WORK INSTRUCTIONS.
In full and word for word, return the listing that follows.

SUPPLIED MATERIAL.
▬▬▬▬▬▬

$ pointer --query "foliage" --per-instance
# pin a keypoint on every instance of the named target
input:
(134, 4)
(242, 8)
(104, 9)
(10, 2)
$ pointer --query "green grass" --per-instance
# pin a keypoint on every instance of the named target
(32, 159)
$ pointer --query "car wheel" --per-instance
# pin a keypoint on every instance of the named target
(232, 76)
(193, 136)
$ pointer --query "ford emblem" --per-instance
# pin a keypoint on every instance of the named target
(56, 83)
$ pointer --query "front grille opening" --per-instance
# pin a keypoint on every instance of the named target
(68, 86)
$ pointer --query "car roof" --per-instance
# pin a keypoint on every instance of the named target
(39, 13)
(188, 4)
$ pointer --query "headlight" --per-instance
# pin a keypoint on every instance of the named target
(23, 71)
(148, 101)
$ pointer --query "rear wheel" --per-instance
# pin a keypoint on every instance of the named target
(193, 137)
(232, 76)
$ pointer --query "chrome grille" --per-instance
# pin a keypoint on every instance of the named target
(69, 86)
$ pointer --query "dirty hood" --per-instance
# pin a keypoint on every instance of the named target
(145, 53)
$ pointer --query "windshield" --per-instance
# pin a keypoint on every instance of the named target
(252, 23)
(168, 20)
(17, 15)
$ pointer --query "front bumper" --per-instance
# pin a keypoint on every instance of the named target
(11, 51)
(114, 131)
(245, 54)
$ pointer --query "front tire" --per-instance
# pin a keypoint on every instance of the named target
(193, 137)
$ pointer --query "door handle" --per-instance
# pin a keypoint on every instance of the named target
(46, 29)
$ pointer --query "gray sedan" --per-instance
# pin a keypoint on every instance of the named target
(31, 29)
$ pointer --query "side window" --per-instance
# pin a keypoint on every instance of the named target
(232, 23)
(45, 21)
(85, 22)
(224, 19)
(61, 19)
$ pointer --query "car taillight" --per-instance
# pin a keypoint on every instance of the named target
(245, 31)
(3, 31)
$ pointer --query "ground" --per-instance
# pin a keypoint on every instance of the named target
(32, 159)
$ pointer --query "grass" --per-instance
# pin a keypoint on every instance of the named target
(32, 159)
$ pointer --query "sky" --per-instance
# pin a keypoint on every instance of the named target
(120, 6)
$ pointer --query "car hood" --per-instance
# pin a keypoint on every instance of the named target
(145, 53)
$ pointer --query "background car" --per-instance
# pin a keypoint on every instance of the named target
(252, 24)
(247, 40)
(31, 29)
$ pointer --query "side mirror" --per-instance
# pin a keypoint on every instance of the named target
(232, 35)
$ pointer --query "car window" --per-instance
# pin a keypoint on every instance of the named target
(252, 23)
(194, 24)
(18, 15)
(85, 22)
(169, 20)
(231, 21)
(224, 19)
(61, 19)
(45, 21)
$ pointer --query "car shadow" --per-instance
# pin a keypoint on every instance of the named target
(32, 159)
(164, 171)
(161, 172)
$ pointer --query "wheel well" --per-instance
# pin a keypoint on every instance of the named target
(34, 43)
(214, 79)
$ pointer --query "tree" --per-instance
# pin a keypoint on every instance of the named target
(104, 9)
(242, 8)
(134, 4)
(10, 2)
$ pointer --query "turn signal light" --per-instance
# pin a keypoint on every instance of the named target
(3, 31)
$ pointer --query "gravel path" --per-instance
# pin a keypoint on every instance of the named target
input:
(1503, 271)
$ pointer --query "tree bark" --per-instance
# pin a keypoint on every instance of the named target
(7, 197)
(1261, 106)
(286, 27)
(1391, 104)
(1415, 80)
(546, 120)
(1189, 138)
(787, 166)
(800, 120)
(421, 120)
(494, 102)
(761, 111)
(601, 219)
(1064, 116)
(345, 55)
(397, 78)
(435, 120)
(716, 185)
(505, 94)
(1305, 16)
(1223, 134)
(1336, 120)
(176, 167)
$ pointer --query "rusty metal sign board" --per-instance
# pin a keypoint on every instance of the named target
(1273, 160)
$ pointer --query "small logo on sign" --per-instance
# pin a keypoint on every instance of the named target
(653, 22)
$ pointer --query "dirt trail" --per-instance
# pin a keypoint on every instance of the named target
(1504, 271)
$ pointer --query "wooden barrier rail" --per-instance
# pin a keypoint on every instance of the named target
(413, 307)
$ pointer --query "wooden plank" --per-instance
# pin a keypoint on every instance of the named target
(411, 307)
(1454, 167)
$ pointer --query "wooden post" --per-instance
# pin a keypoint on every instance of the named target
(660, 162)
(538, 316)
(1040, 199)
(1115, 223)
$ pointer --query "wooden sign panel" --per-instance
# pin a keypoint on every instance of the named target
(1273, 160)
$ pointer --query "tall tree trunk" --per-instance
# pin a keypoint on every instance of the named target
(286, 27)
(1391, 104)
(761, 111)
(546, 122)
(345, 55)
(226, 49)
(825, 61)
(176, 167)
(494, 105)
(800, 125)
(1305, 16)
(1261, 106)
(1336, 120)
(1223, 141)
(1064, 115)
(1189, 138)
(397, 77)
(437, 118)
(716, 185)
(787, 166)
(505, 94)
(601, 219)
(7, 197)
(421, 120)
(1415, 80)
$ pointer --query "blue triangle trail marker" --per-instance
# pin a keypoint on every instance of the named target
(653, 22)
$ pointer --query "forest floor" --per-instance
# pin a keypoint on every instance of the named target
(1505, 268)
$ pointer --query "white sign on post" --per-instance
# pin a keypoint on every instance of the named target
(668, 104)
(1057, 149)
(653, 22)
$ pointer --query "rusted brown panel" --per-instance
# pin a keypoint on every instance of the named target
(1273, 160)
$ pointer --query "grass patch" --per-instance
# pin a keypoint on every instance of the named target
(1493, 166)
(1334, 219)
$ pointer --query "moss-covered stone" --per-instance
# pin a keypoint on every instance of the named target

▬▬▬▬▬▬

FINISHED TASK.
$ pointer --query "foliage" --per-instance
# pin a keypoint on every instance of the named target
input:
(134, 4)
(242, 8)
(104, 9)
(10, 2)
$ pointer --query "green grass" --per-instance
# pin a keypoint on every instance of the named target
(32, 159)
$ pointer --query "car wheel" --per-instance
# pin a keypoint on every instance of the named target
(232, 76)
(193, 136)
$ pointer --query "ford emblem" --per-instance
# pin a keypoint on every instance of the named target
(56, 83)
$ pointer --query "front grille opening" --per-instance
# pin a keypoint on every instance of the named target
(68, 86)
$ pointer --query "car roof" --per-instance
# pin a keypoint on every instance of the named target
(39, 13)
(188, 4)
$ pointer --query "headlight" --per-instance
# pin a keypoint on every instance of the named target
(23, 71)
(148, 101)
$ pointer --query "rear wheel" --per-instance
# pin a keypoint on every instance of the named target
(193, 137)
(232, 76)
$ pointer --query "chrome grille" --per-instance
# pin a keypoint on every instance of the named target
(69, 86)
$ pointer --query "dirty hood" --per-instance
# pin a keypoint on every instance of the named target
(145, 53)
$ pointer --query "windshield" --per-instance
# pin a keypoint on every instance of the named target
(252, 23)
(168, 20)
(17, 15)
$ pointer --query "front bumper" --per-instance
# pin a keypoint on every instance of the named target
(11, 51)
(114, 131)
(245, 54)
$ pointer --query "front tire" --per-instance
# pin a keypoint on every instance of the named target
(193, 137)
$ pointer --query "door handle" --per-instance
# pin a keypoint on every instance of the named target
(46, 29)
$ pointer --query "gray sedan" --per-instance
# pin a keypoint on every instance of the named target
(31, 29)
$ pointer --query "side window" --per-instance
# pin a keypoint on every instance of the named target
(232, 23)
(45, 21)
(85, 22)
(224, 19)
(61, 19)
$ pointer --query "car taillight" --per-instance
# pin a keypoint on every instance of the named target
(245, 31)
(3, 31)
$ pointer --query "ground" --per-instance
# pin a keypoint on every instance of the named target
(32, 159)
$ pointer --query "grass" --per-instance
# pin a keypoint on every instance of the named target
(32, 159)
$ pointer --query "sky" --per-instance
# pin a keypoint on every instance of the named target
(120, 6)
$ pointer --query "car hood" --per-instance
# pin a keypoint on every instance of the named target
(145, 53)
$ pointer --query "background car" --per-instance
# pin a keypoint on every instance of the named target
(252, 24)
(247, 40)
(31, 29)
$ pointer --query "side mirror" --per-instance
# pin a keypoint on every instance of the named target
(232, 35)
$ pointer --query "car window" --per-instance
# pin a keypoint on every instance of the named target
(252, 23)
(194, 24)
(18, 15)
(85, 22)
(169, 20)
(231, 21)
(224, 19)
(61, 19)
(45, 21)
$ pointer --query "car shadow" --per-instance
# pin a keypoint on every instance of the named target
(32, 159)
(164, 171)
(161, 172)
$ pointer --query "wheel well" --per-instance
# pin a keypoint on every instance of the named target
(34, 43)
(214, 79)
$ pointer --query "tree" --per-instance
# pin a keypoint on every instance of the named target
(104, 9)
(242, 8)
(134, 4)
(10, 2)
$ pointer --query "turn signal light" --per-instance
# pin a keypoint on every instance of the named target
(3, 31)
$ pointer --query "gravel path" --per-instance
# pin a keypoint on every instance of the named target
input:
(1503, 271)
$ pointer --query "tree bark" --per-instance
# pin a keypoint on every instance of the named target
(7, 197)
(1261, 106)
(286, 27)
(1391, 104)
(1415, 80)
(546, 120)
(1189, 138)
(787, 166)
(800, 120)
(421, 120)
(494, 102)
(761, 111)
(601, 219)
(1064, 116)
(345, 55)
(397, 78)
(435, 120)
(716, 185)
(505, 94)
(1305, 16)
(1223, 134)
(1336, 120)
(176, 167)
$ pointer --query "rusty metal sign board" --per-instance
# pin a keypoint on every instance of the named target
(1273, 160)
$ pointer --query "small logo on sign" --per-instance
# pin a keypoint on every instance of the named target
(653, 22)
$ pointer --query "dirt trail" --per-instance
# pin a keypoint on every instance of the named target
(1504, 271)
$ pointer --query "wooden barrier rail" --per-instance
# pin a keypoint on every instance of the named target
(413, 307)
$ pointer --query "wooden plank" --per-instance
# pin a keypoint on every instance of the named target
(411, 307)
(1454, 167)
$ pointer --query "wooden post" --per-instance
# pin a keypoint on every instance of the named target
(660, 162)
(538, 316)
(1040, 199)
(1115, 223)
$ pointer --query "wooden sign panel" --per-instance
# pin a keypoint on every instance of the named target
(1273, 160)
$ pointer --query "tall tree trunk" --per-instance
# pin a keypoint on every instance of the named target
(286, 27)
(1391, 104)
(761, 111)
(546, 122)
(345, 55)
(226, 49)
(825, 61)
(176, 167)
(494, 105)
(800, 125)
(1305, 16)
(1261, 106)
(1336, 120)
(1223, 141)
(1064, 115)
(1189, 138)
(397, 77)
(437, 118)
(716, 185)
(787, 166)
(505, 94)
(601, 219)
(7, 197)
(421, 120)
(1415, 80)
$ pointer --query "blue triangle trail marker" --per-instance
# pin a keypoint on every instance of the named target
(653, 22)
$ pointer --query "forest floor" --per-instance
# pin a keypoint on every instance of the named target
(1505, 268)
$ pointer --query "white sign on post" --per-instance
# pin a keypoint on every instance of the named target
(668, 104)
(1057, 149)
(653, 22)
$ pointer --query "rusted brown panel" --per-instance
# pin a keypoint on every instance of the named target
(1273, 160)
$ pointer --query "grass patch" --per-instance
# pin a keypoint on every instance of the named target
(1493, 166)
(1334, 219)
$ pointer --query "moss-covered stone" --per-instance
# pin a keypoint on every instance of the named target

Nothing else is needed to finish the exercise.